In reality a studio is a place of work and more. Fundamentally the ‘work’ part is the engine, but unlike many jobs it is also a place of reflection, research, refuge and discovery. There are few disciplines which involve so many diverse activities or states of mind as that of an artist. Artists used to enjoy great status in Renaissance times, employed to help clients or rulers envisage plans as well as produce art for religious, civic and private enjoyment. If you think about it, when we understand something we often say ‘I see’. Underpinning all of these diverse activities within the studio is the drive to make art. If you want to make ambitious art, ‘urgency’ should be added to the mix.
Studios can be all sizes. Any space – domestic or industrial – can in theory be turned into a working studio space. I have worked in a whole range of spaces: from a tiny bedroom to the roof of a barn. Many of my studios have been utilized from existing spaces. As an artist there are opportunities to work ‘on location’ in residencies or workshops. These offer short-term spaces and have to be organized quickly and efficiently. Therefore, having a clear sense of the sorts of things you wish to achieve and what can be achieved in the space is key.

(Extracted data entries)
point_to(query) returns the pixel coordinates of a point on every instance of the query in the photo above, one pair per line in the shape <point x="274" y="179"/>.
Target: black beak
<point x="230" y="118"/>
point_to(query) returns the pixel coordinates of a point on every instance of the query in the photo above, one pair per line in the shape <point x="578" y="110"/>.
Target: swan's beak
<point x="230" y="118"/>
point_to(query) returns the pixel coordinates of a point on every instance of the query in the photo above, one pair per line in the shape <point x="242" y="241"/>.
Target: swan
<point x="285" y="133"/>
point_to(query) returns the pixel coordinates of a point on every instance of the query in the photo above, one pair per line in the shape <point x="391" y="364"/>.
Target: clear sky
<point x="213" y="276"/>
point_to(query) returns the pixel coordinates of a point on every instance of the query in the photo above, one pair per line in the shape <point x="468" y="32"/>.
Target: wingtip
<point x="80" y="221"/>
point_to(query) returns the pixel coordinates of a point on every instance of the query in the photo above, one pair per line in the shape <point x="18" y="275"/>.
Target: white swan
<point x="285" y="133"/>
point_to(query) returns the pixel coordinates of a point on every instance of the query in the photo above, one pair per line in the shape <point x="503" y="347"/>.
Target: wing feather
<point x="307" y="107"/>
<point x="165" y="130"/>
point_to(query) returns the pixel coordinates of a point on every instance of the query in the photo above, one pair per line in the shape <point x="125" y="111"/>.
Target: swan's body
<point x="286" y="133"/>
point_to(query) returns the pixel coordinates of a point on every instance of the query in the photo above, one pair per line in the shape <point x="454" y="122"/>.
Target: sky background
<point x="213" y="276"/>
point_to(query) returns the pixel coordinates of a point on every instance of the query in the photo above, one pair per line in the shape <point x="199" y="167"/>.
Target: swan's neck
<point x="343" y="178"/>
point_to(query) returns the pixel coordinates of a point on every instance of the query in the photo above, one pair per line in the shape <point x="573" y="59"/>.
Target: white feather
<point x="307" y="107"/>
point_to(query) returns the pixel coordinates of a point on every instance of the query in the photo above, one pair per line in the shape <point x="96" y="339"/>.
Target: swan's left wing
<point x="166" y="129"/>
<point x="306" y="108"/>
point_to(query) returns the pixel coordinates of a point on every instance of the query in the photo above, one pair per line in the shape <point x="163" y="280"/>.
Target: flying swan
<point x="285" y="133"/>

- EXERCISE REQUIREMENTS:
A. Reproduce word for word the stretch of the passage on artists' studios from "In reality a" through "to the mix.".
B. Translate this sentence from the passage on artists' studios into Spanish: "Any space – domestic or industrial – can in theory be turned into a working studio space."

- SOLUTIONS TO EACH TASK:
A.
In reality a studio is a place of work and more. Fundamentally the ‘work’ part is the engine, but unlike many jobs it is also a place of reflection, research, refuge and discovery. There are few disciplines which involve so many diverse activities or states of mind as that of an artist. Artists used to enjoy great status in Renaissance times, employed to help clients or rulers envisage plans as well as produce art for religious, civic and private enjoyment. If you think about it, when we understand something we often say ‘I see’. Underpinning all of these diverse activities within the studio is the drive to make art. If you want to make ambitious art, ‘urgency’ should be added to the mix.

B. Cualquier espacio —doméstico o industrial— puede, en teoría, convertirse en un espacio de estudio para trabajar.